Named-object pointing records:
========================

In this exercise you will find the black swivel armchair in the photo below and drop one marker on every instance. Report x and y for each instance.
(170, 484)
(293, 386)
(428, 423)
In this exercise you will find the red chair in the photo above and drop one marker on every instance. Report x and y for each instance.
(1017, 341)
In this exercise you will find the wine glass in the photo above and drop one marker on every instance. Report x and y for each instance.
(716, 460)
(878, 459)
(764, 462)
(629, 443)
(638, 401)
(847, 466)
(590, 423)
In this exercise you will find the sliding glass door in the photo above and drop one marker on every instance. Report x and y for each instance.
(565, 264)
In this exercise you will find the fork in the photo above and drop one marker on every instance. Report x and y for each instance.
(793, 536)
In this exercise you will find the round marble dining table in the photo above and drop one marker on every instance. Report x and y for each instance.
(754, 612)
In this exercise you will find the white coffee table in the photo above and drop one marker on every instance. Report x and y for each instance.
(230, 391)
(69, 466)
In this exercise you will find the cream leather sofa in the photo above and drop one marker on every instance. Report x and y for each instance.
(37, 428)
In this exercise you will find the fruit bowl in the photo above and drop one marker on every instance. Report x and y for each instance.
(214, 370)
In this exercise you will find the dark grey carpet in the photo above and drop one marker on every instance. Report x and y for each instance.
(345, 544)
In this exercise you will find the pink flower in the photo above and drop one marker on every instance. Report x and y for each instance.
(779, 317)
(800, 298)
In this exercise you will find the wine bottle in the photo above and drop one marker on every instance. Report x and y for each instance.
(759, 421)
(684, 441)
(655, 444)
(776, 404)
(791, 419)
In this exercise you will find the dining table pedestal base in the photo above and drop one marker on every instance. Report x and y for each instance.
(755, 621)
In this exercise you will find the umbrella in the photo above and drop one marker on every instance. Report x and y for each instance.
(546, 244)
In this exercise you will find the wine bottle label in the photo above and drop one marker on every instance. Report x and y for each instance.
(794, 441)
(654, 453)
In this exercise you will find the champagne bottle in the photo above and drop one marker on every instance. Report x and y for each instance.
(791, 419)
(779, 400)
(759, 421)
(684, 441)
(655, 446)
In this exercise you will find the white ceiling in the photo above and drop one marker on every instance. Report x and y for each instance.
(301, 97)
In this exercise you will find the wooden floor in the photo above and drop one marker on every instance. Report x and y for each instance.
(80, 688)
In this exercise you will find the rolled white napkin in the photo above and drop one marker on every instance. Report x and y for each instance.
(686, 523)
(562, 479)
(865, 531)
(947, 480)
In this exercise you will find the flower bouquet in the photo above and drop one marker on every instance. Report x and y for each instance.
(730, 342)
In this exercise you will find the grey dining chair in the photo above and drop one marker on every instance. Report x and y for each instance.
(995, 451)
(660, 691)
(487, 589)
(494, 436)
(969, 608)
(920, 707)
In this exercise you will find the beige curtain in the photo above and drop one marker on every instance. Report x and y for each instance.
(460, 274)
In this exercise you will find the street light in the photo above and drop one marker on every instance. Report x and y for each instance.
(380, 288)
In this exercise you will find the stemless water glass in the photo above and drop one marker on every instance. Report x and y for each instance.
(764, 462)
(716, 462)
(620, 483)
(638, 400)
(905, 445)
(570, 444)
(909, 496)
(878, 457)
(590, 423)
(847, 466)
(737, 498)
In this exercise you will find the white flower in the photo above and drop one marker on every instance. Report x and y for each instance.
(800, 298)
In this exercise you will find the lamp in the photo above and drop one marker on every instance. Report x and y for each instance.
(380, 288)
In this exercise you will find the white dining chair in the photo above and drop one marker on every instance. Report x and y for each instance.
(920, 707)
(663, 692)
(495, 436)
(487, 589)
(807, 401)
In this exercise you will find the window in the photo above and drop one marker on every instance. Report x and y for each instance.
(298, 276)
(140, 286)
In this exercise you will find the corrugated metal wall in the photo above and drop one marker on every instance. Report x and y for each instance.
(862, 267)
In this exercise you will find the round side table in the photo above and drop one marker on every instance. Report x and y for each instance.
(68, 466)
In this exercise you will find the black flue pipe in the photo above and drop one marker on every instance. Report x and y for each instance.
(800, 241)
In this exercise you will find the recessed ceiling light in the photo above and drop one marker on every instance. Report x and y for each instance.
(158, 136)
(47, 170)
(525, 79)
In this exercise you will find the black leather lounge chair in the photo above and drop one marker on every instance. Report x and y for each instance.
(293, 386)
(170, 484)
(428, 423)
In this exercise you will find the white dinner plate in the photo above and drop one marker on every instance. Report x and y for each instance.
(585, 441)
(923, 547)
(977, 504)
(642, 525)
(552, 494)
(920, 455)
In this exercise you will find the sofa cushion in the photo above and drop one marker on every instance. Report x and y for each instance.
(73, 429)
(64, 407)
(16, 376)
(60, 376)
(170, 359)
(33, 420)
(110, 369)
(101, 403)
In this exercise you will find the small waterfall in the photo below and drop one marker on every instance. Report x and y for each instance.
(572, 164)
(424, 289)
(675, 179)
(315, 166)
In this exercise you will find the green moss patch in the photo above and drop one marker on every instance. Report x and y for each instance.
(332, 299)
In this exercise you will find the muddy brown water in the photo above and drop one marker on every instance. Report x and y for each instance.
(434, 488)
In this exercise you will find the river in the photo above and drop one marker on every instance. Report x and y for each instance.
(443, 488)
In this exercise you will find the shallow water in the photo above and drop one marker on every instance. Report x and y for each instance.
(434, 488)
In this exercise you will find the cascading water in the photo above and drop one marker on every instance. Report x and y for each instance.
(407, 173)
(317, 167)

========================

■ **Exercise goal**
Take every line from the one containing "In this exercise you will find the black flue" to the end of the listing and output it exactly, with nothing else.

■ **Answer in full**
In this exercise you will find the black flue pipe in the photo above and drop one marker on every instance. Report x and y for each instance.
(800, 241)
In this exercise you will find the recessed ceiling light in the photo above and drop one marker on every instance. Report x and y for each instance.
(158, 136)
(47, 170)
(525, 79)
In this exercise you will find the black leather lounge chair in the photo above and drop one marker on every instance. Report x and y for each instance.
(293, 386)
(170, 484)
(428, 423)
In this exercise you will find the white dinner plate in the photo above and drop one marker on every instance. Report x and y for each instance.
(585, 441)
(923, 547)
(977, 504)
(642, 525)
(552, 494)
(920, 455)
In this exercise you will find the sofa cushion in the photo above and drop one marker on every instance. Report x and y for each instance.
(73, 429)
(64, 407)
(16, 376)
(60, 376)
(170, 359)
(33, 420)
(110, 369)
(101, 403)
In this exercise you will find the small waterfall in the photo below and drop one marker on every instance. Report x and y for each instance.
(572, 164)
(424, 289)
(675, 179)
(315, 166)
In this exercise you will find the green moss patch in the photo above and drop one marker on every instance. Report x and y for each instance.
(332, 299)
In this exercise you will find the muddy brown water in the photo above and drop one marker on every instance. Report x and y for each instance.
(434, 488)
In this exercise you will find the river in the photo above and drop one marker on every instance. Report x and y for each instance.
(443, 488)
In this exercise you will find the shallow water in the photo above and drop one marker on every instance. Report x and y for each instance.
(434, 488)
In this exercise you will find the cascading water in the photo above and drop one marker on every instance. Report x and y for each instance.
(407, 173)
(317, 167)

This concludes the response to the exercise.